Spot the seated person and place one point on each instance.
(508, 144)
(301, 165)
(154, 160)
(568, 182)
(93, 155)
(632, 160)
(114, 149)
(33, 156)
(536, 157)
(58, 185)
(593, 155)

——————

--- What is needed ---
Reproduce the records above line for line, without changing anything.

--- Written answer ---
Spot the seated person and place one point on each instance.
(508, 144)
(301, 165)
(154, 160)
(568, 182)
(93, 155)
(632, 160)
(114, 149)
(33, 156)
(536, 157)
(58, 185)
(593, 155)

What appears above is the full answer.